# Requirement:
What you return has to match the listing below line for line.

# Source material:
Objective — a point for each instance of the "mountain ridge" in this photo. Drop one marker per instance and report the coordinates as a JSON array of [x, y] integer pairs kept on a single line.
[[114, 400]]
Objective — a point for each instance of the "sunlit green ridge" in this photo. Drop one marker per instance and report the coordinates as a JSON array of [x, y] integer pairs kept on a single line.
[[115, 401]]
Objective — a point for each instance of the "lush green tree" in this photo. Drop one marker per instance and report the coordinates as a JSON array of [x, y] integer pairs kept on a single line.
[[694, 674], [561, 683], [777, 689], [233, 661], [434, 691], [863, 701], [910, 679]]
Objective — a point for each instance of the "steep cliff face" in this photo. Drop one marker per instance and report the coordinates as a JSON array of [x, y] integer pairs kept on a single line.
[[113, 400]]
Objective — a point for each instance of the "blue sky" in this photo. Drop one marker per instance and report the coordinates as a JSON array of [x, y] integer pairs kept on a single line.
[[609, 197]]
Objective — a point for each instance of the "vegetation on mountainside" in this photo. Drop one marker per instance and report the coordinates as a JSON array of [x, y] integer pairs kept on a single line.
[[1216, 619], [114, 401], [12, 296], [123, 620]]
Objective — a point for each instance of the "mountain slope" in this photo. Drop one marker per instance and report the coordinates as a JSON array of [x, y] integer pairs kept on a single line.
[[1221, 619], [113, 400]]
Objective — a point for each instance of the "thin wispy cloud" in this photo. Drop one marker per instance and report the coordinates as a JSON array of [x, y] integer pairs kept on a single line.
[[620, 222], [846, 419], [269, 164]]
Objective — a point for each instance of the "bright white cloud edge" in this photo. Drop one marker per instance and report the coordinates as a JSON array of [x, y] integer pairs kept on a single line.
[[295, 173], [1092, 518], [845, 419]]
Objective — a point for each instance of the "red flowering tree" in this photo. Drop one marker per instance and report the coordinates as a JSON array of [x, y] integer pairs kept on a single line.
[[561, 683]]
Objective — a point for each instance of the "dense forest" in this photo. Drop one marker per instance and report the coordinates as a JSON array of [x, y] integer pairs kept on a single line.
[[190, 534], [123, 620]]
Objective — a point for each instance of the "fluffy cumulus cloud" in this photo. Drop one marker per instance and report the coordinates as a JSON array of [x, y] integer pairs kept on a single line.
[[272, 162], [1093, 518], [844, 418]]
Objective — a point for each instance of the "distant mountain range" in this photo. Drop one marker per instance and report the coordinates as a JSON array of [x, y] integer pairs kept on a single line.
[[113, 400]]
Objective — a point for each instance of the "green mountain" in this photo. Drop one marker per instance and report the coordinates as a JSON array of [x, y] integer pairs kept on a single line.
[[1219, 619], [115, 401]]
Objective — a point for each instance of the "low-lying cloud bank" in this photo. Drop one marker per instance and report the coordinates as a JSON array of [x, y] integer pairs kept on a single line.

# Exercise solution:
Objective — a point for each instance of the "mountain ridge" in this photo. Drop one marker per instance and report the coordinates as a JSON array of [x, y] integer pairs kept on a single line.
[[114, 400]]
Objective — a point for each instance of the "sunlit green ridge" in this photo. Drop one marker per instance and report the coordinates as a JSON array of [x, y] integer pairs kept on a single line.
[[115, 401]]
Objective — a point for each instance of the "lush green tree" in this photo. Drop one marker per instance and report the coordinates as a JSON array of [x, y] integer pairs kept on a single line.
[[694, 674], [561, 683], [777, 689], [233, 661], [434, 691], [863, 701], [910, 679]]
Objective — a point for each instance of the "steep cliff face" in this photo. Drop one marker per instance and report the coordinates as a JSON array of [x, y] integer pairs kept on a single line.
[[113, 400]]
Objective — a point for each instance of the "blue sky" in this photo. Drop one marker per instance and report the coordinates as a JSON array of [x, y] integer pairs kept on a single line.
[[609, 197]]
Objective — a point for each instance of the "vegetation on mountainside" in this photo. Drop one marker per instance and report the coordinates as a JSON array of [x, y] integer pairs kept on a single line.
[[1216, 619], [114, 401], [12, 296], [123, 620]]
Objective — a point for each instance of the "mountain slope" in this photo. Drop one marker per instance and report the coordinates as a JSON array of [x, y] integer pairs kept on a single line.
[[1221, 619], [113, 400]]
Objective — a point for each instance of the "thin wispy cloud" in this photo. Drop one marker per instance and report the coordinates as a JSON array of [x, y] integer pairs kept on a single line.
[[620, 222], [846, 419], [269, 164]]
Objective — a point for each instance of the "bright white cloud edge" in this photo. Drop one marker per instance and report the coordinates as a JSON array of [x, y] integer pairs kept on a single line.
[[295, 173], [1092, 518], [845, 419]]
Objective — a point for each instance of the "red flowering tree" in this photo. Drop one marker per instance and report the coordinates as a JSON array of [x, y] integer pairs kept on a single line.
[[561, 683]]
Objective — a point for each instance of the "dense forest" in this photo. Drop one marker per instance and report the coordinates as a JSON array of [x, y] integer pairs kept on a single line.
[[190, 534], [123, 620]]
Objective — a point for each instance of the "fluffy cumulus cloud" in this photo. Drop one marker per instance and report the coordinates as a JSON array of [x, y] integer pairs kept on a single line.
[[272, 162], [1093, 518], [844, 418]]
Objective — a point for each instance of the "distant mountain range" in this photo. Drop one marker per instance and report the coordinates as a JSON array of [x, y] integer pairs kept on a single line.
[[113, 400]]
Objective — a point for each instance of the "green mountain" in this photo. Drop one marker per instance and report the coordinates as a JSON array of [x, y] integer pairs kept on a single line.
[[1219, 619], [115, 401]]
Objective — a point for each instance of the "low-lying cloud bank" in this photo. Drop one marker per instance and report the coordinates as a JSON array of [x, y] integer pairs kept on a single line.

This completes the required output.